▶ _Passage choisi_:

------------------------------------------------------------------------

Plateau Urbain: « l’alternative au capitalisme c’est l’hybridation, les communs, l’archipel » (2/2)
Publié le 12 août 2019 par Arnaud Idelon
Est-ce qu’investir les espaces inutilisés peut être un facteur contribuant à la relocalisation de la production en ville ? Seconde partie d’un grand entretien d’été sur le thème des espaces de création et de la fabcity à Paris avec Simon Laisney et Paul Citron de la coopérative Plateau Urbain, qui œuvre au quotidien à la résorption de la vacance.
Moins visible auprès du grand public que les lieux eux-mêmes, mais incontournable pour tout l’écosystème d’acteurs de l’urbanisme transitoire, la coopérative Plateau Urbain a été l’une des structures pionnières de la diffusion de l’urbanisme transitoire en France et de l’instauration de ce cycle de confiance entre différents acteurs de la fabrique de la ville, en se positionnant dès leur création en 2013, comme interface entre plusieurs mondes et filières. Leur cheval de bataille : mettre la vacance immobilière au service de l’intérêt général, permettre – en l’outillant – à l’alternative de se développer dans la ville contemporaine. Rencontre au long cours en deux parties (lire la première partie) avec Simon Laisney et Paul Citron, chevilles ouvrières de la coopérative respectivement comme Directeur Général Fondateur et Directeur du Développement, qui évoquent à Makery leurs intuitions de départ, leurs parti-pris et doutes, ainsi que leur vision de la ville d’aujourd’hui, de demain et d’après-demain.
Comment est-ce que le contexte a évolué depuis les premières heures – notamment du côté des propriétaires et commanditaires ? On entre progressivement dans un climat de confiance ? Quels ont été les arguments, les leviers et les outils pour l’installer ?
Paul Citron : L’outil principal au début, c’est la cravate. Pour montrer au propriétaire que tu respectes ses enjeux et ses codes, c’est l’outil le plus utile.
Simon Laisney : Blague à part, les deux premières années, on a multiplié les rendez-vous et les salons. On est allé parler de cette intuition auprès de réseaux que l’on connaissait. On savait où rencontrer les gens. On maîtrisait leur l’habitus, et ça nous a servi. Il a fallu montrer que l’on savait sortir des projets (petits au début, avec des rythmes très courts puis à mesure de plus en plus longs) et les gérer. La dernière étape pour installer ce climat de confiance, c’est quand tu rends les clés. On est arrivés au bout de plusieurs cycles d’occupation, et on a su montrer que tout au long d’un projet, du début à la fin, on sait gérer. Apparemment, il y a des externalités positives pour le propriétaire comme pour les occupants, puisque certains propriétaires nous re-confient des bâtiments, et certains occupants nous suivent de site en site.

------------------------------------------------------------------------

▶ _Extraits d'enregistrements_:
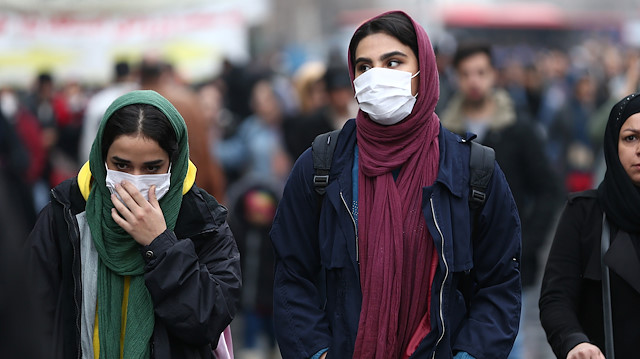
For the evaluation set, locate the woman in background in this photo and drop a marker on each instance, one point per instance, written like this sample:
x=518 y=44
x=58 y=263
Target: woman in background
x=571 y=300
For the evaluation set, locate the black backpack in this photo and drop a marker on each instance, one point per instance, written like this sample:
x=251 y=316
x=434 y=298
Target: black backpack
x=481 y=164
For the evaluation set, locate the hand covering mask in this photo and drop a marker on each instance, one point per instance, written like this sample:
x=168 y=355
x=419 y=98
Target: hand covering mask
x=142 y=182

------------------------------------------------------------------------

▶ _Consignes_:
[1] Recopiez le passage de l'entretien qui commence par « Comment est-ce que » et se poursuit jusqu'à « pour l’installer ? ».
[2] D'après l'entretien, en quelle année la coopérative Plateau Urbain a-t-elle été créée ?
Les enregistrements n'interviennent pas dans cet exercice.

▶ _Réponses_:
[1]
Comment est-ce que le contexte a évolué depuis les premières heures – notamment du côté des propriétaires et commanditaires ? On entre progressivement dans un climat de confiance ? Quels ont été les arguments, les leviers et les outils pour l’installer ?

[2] En 2013.